GIVEN TEXT:
+++++

“LITERACY IS not a luxury; it is a right and a responsibility. If our world is to meet the challenges of the twenty-first century we must harness the energy and creativity of all our citizens,” Bill Clinton said on the International Literacy Day, 1994.
In relation to these words, this column examines the crucial role that a reading culture may play not only in promoting the generation of free and creative thinkers in societies, but also as an important tool in social-economic and political advancement of society.
The fact that literacy and reading facilitate effective communication and critical thinking needs not to be emphasised. When we talk of power of literacy, it’s more than understanding the vocabulary and syntax of a written message. Critical reading entails the reader understanding the purpose of the message and appreciating the context that it was conceived in. Literacy without critical understanding of the message is nothing more than noise in our ears!
In this respect, homes and schools have the responsibility to help children/students understand that biases and perceptions of the world are fundamental to the messages that are expressed. Such biases need to be identified and examined for their impact on the individual, society and the world at large.

+++++

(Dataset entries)
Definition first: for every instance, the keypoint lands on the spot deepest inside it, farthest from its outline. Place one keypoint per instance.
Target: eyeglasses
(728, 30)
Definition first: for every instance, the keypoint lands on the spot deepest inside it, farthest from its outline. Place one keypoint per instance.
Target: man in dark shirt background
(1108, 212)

+++++

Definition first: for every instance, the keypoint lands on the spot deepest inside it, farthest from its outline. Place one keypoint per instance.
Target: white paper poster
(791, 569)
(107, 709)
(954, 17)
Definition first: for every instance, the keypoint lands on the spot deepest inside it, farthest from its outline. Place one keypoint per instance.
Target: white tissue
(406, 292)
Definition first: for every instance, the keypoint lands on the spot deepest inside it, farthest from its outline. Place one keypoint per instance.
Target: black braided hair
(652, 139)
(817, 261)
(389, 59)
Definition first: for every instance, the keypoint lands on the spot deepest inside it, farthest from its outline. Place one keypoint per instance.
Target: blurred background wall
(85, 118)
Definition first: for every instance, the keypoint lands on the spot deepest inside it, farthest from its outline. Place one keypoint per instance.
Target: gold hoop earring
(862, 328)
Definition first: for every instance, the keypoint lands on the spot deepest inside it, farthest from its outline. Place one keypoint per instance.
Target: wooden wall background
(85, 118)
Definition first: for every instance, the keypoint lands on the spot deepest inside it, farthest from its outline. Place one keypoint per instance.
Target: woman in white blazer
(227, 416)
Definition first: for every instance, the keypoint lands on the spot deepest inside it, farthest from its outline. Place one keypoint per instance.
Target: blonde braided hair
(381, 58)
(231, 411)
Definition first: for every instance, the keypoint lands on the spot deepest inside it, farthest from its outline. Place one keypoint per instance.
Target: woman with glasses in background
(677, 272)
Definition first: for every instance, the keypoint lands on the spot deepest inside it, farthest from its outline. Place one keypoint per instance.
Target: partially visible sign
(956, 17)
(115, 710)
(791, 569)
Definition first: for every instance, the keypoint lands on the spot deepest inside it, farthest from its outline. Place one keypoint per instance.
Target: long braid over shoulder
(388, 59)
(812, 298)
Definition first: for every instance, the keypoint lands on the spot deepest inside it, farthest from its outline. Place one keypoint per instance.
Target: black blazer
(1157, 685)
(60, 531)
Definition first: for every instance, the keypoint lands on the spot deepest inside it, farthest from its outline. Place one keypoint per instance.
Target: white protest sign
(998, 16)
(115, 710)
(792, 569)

+++++

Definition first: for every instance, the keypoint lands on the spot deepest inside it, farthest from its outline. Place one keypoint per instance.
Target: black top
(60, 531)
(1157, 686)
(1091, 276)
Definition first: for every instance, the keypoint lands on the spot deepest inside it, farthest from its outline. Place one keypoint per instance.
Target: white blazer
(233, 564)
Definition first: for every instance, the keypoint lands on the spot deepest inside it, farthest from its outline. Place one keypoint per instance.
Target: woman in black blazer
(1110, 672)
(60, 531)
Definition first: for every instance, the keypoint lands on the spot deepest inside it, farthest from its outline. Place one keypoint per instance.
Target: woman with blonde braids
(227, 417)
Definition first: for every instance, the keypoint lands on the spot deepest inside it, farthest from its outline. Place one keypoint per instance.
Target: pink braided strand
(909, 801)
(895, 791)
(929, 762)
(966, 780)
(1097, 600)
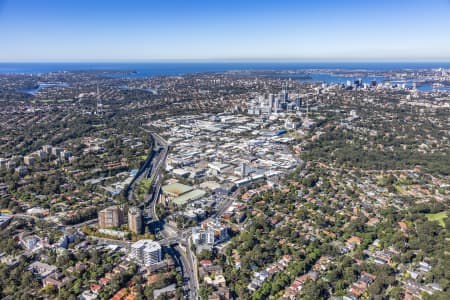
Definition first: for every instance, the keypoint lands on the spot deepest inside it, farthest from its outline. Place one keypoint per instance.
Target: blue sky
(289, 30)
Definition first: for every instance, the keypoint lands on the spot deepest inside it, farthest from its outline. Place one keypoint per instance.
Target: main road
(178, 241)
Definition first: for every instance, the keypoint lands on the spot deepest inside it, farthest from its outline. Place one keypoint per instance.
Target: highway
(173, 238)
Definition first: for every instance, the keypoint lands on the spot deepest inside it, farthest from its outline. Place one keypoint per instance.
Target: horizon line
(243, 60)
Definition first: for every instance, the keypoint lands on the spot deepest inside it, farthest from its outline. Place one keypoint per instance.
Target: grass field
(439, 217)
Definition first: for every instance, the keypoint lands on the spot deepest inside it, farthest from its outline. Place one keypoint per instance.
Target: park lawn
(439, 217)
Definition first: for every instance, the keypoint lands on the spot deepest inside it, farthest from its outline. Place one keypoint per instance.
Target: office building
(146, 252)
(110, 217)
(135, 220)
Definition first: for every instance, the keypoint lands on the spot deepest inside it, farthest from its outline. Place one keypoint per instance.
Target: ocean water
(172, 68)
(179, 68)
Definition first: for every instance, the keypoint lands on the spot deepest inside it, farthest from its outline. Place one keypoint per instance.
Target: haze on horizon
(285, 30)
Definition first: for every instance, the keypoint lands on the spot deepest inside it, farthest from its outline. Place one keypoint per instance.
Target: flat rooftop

+++++

Render this sentence from the column on literacy in Spanish: "Literacy without critical understanding of the message is nothing more than noise in our ears!"

¡La alfabetización sin una comprensión crítica del mensaje no es más que ruido en nuestros oídos!